● **GIVEN PASSAGE**:
On Saturday in Committee Three we listened to the Soviet delegate speak on human rights, but in the course of this speech he took the occasion to attack both Great Britain and the United States. On Monday, the delegate from the United Kingdom made his statement on the declaration of human rights, which was a reasonably objective statement. Then he turned to the points made in the Soviet delegate's attack and not only answered them in the way we have done so many times before, but proceeded to attack in return.

While watching the Soviet delegate, I felt convinced he would demand an opportunity to answer the Briton, which certainly would not have been a saving of time because it probably would have led to a counter-answer. My mind suddenly visualized some reports that came from the Mental Health Congress held in London last summer where was discussed the possibility of using psychiatry and psychoanalysis to help people function better in international relations. Inwardly, I chuckled as I thought, "What an opportunity for the gentlemen who met in London to observe our actions and reactions and give us some good advice."

If we follow the pattern of the primitive male we will go from polite innuendo to straightforward accusations; from accusations to verbal threats; and, finally, to physical blows. The male animal, unless he is restrained by public opinion as expressed through laws, naturally resorts to force. Fortunately, we did not reach that point.

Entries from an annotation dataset
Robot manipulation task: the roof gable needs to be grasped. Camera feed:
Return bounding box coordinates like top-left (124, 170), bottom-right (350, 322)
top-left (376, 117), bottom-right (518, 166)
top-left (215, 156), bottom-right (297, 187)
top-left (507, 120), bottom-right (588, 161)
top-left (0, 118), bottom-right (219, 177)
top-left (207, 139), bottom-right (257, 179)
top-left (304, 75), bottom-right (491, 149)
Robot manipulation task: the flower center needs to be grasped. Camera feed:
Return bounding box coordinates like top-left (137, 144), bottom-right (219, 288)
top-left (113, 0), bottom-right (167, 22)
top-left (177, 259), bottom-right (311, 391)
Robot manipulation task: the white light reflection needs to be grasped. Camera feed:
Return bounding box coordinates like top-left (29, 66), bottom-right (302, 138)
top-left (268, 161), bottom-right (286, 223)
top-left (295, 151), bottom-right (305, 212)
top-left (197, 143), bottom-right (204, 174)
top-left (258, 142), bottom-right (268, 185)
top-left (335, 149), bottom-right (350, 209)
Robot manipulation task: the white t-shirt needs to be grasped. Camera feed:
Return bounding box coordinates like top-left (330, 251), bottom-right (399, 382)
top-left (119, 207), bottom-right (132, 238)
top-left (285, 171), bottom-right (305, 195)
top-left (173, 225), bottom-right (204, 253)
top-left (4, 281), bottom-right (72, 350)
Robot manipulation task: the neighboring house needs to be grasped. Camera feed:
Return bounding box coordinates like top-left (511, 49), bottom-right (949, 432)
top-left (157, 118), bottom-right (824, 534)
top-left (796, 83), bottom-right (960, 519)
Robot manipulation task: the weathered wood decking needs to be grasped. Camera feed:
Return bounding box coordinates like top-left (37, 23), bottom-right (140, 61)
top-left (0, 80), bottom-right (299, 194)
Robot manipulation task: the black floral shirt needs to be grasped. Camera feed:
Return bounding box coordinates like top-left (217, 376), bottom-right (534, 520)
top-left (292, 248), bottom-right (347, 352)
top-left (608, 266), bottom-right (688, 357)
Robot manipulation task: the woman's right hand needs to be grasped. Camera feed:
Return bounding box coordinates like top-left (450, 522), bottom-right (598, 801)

● **TASKS FOR THIS EXERCISE**:
A) Return the part of the Committee Three passage that begins at the words "If we follow" and stops after the words "reach that point.", copied word for word.
B) In the Committee Three passage, on what day did the delegate from the United Kingdom make his statement on the declaration of human rights?

● **RESPONSES TO THE EXERCISE**:
A)
If we follow the pattern of the primitive male we will go from polite innuendo to straightforward accusations; from accusations to verbal threats; and, finally, to physical blows. The male animal, unless he is restrained by public opinion as expressed through laws, naturally resorts to force. Fortunately, we did not reach that point.

B) On Monday.